▶ **Testo della pagina**:
"""

Occorreva risolvere le contraddizioni tra liberazione e messa in libertà dei fascisti

Se la guerra, dunque, “non può chiudersi con decreto” e non può concludersi istantaneamente ad un’ora prestabilita, ma prosegue per forza d’inerzia o per volontà, attraverso azioni armate sporadiche o frequenti, allo stesso modo, la violenza del dopoguerra (ma in realtà è ancora una violenza tutta interna alla guerra) non può limitarsi a qualche giorno concesso per “regolare i conti” con il passato e con i nemici <996. Eppure, proprio il Comando militare regionale piemontese aveva opportunamente rilevato che “solo una giustizia che sia rapida ed esemplare eviterà da un lato un eccesso di stragi e dall’altro immeritate impunità” e la segreteria Alta Italia del Partito d’Azione aveva raccomandato di evitare sia “un’epurazione burocratica e centrale”, come quella promossa da Roma, sia un “moto spontaneo delle vendette di piazza”, che avrebbe portato il gioco nelle mani degli Alleati; tutto questo nella coscienza della difficoltà di “trovare una giusta via di mezzo tra un inconcludente estremismo giacobino e l’attesa inerte di una Costituente che di per sé non potrà risolvere nulla se non sarà convenientemente preparata e pregiudicata da fatti positivi” <997.
Nei giorni e nei mesi convulsi della lunga liberazione c’è invece una difficile convivenza tra giustizia sommaria e giustizia legale; tra un’anima militarista (all’interno del Partito comunista e di gruppi di partigiani) e il nuovo corso voluto da Togliatti; tra la rivoluzione, da molti ancora sperata, e la democrazia progressiva, in gran parte indefinita e tutta da costruire.
Occorre, dunque, risolvere queste contraddizioni, così come occorre risolvere le contraddizioni tra liberazione e messa in libertà dei fascisti <998; tra nuovo progetto di società e permanenza di elementi ancora fortemente legati al passato e capaci di condizionare il cambiamento <999; tra idea di giustizia partigiana e pratica di giustizia legale <1000.
Si tratta di problemi che riguardano soprattutto il Partito comunista, nel suo rapporto con gli altri partiti e con il diversificato fronte partigiano, all’interno del quale la componente comunista è in ampie zone maggioritaria ma non sempre in linea con i vertici del Partito.
Sono anche problemi interni allo stesso Partito comunista che si manifestano nella dialettica spesso conflittuale tra il gruppo dirigente e la base. A questo bisogna aggiungere i delicati rapporti con gli anglo-americani, nella logica delle alleanze e degli equilibri internazionali. E’ in questo contesto che si decide il futuro del paese. Anche per questo, bisogna porre fine alla violenza.

"""

▶ **Attività da svolgere**:
- 1) Nel testo sulla violenza del dopoguerra, quale tipo di giustizia, secondo il Comando militare regionale piemontese, avrebbe evitato sia un eccesso di stragi sia immeritate impunità?
- 2) Prosegui il testo sulla violenza del dopoguerra a partire dalla sua ultima frase.

▶ **Record forniti**:
"""

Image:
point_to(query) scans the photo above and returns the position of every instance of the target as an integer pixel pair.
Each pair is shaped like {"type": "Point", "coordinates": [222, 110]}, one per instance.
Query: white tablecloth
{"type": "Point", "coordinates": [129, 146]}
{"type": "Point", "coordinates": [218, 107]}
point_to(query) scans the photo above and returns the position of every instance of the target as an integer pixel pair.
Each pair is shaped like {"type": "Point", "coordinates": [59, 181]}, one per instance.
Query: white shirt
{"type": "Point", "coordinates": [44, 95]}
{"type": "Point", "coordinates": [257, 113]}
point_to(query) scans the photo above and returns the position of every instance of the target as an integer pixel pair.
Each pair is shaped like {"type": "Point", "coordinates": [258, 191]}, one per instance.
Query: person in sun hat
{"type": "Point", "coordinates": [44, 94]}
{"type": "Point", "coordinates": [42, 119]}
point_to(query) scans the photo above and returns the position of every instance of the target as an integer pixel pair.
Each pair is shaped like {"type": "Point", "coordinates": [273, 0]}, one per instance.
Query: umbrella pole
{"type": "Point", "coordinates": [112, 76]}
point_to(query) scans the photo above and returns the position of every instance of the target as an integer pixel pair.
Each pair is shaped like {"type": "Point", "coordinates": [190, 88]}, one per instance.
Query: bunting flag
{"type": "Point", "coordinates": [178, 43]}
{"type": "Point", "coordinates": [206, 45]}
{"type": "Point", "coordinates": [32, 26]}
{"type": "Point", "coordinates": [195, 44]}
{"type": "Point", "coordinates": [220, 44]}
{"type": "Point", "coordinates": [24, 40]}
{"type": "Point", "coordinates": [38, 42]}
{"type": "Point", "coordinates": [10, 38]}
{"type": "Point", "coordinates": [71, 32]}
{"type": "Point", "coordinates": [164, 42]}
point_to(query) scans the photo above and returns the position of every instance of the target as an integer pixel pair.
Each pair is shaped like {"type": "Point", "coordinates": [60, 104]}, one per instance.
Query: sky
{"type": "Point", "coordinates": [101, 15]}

"""

▶ **Risposte per attività**:
- 1) Una giustizia rapida ed esemplare.

- 2)
Per il Partito comunista, e per Togliatti in primo luogo, occorre uscire dalla guerra <1001, superare le divisioni che hanno tenuto separati gli italiani su fronti contrapposti e pensare alla ricostruzione del Paese, su basi nuove e condivise. Occorre, dunque, una pacificazione degli animi e delle coscienze, dopo una guerra che è stata anche una guerra civile. Anzi, bisogna superare proprio il clima e il concetto di “guerra civile” <1002. Per fare questo, è necessario perdonare e tranquillizzare gli italiani, tutti gli italiani, per poter così ampliare il consenso attorno all’attività e alla strategia di un partito che si presenta come forza popolare e nazionale, come “partito di governo e di massa”.
E’ sulla base di queste considerazioni che nasce la cosiddetta “Amnistia Togliatti”, voluta dal Governo di cui fa parte il PCI e preparata dal Ministero di Grazia e Giustizia retto proprio dal leader comunista <1003.
In un discorso pronunciato a Reggio Emilia il 25 settembre 1946, Togliatti interviene proprio sul problema delL’amnistia e sul perdono: “[…] dovevamo mostrare a determinati strati del ceto medio, soprattutto delle città, che non era vero che la repubblica conquistata, soprattutto per opera dei comunisti e dei socialisti, fosse un regime di terrore e di sangue […] Questo obiettivo volevamo ottenere e disgraziatamente non L’abbiamo ottenuto […] il partito non è riuscito a far comprendere che noi stiamo svolgendo una larga azione politica, che siamo usciti dal periodo in cui contro il fascismo si combatteva con la mitragliatrice. Oggi si combatte con un’azione politica” <1004.
Non a caso, Togliatti interviene proprio in Emilia per cercare di affermare, con tutta la sua autorità, le ragioni della politica nazionale di fronte agli atteggiamenti preoccupanti e irrazionali degli organismi e dei gruppi dirigenti locali.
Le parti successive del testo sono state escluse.